**STATED GOAL:** Please render every line of the items below as a Markdown table with the columns Row and Line, numbering each row, omitting blank lines, and leaving the pictures out.

**GIVEN DATA:**

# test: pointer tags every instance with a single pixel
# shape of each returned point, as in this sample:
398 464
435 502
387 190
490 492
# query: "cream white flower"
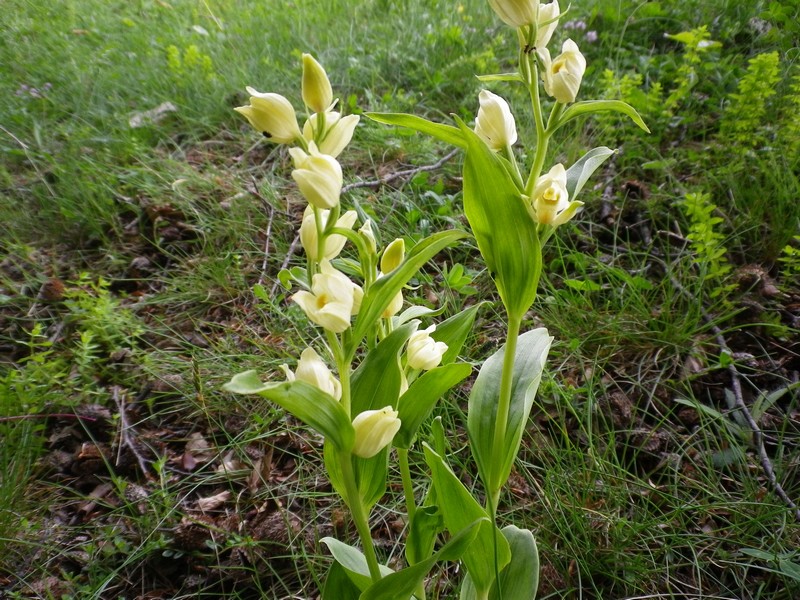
333 298
334 242
495 124
516 13
317 92
273 115
547 21
550 203
369 236
312 369
375 429
423 351
338 132
562 77
318 176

**COMPLETE RESPONSE:**
| Row | Line |
|---|---|
| 1 | # test: pointer tags every instance with a single pixel |
| 2 | # shape of each returned point, as in this sample: |
| 3 | 398 464 |
| 4 | 435 502 |
| 5 | 387 190 |
| 6 | 490 492 |
| 7 | # query: "cream white flower" |
| 8 | 333 298 |
| 9 | 334 242 |
| 10 | 495 124 |
| 11 | 516 13 |
| 12 | 317 92 |
| 13 | 273 115 |
| 14 | 547 21 |
| 15 | 550 203 |
| 16 | 369 236 |
| 17 | 312 369 |
| 18 | 375 429 |
| 19 | 423 351 |
| 20 | 338 132 |
| 21 | 562 77 |
| 22 | 318 176 |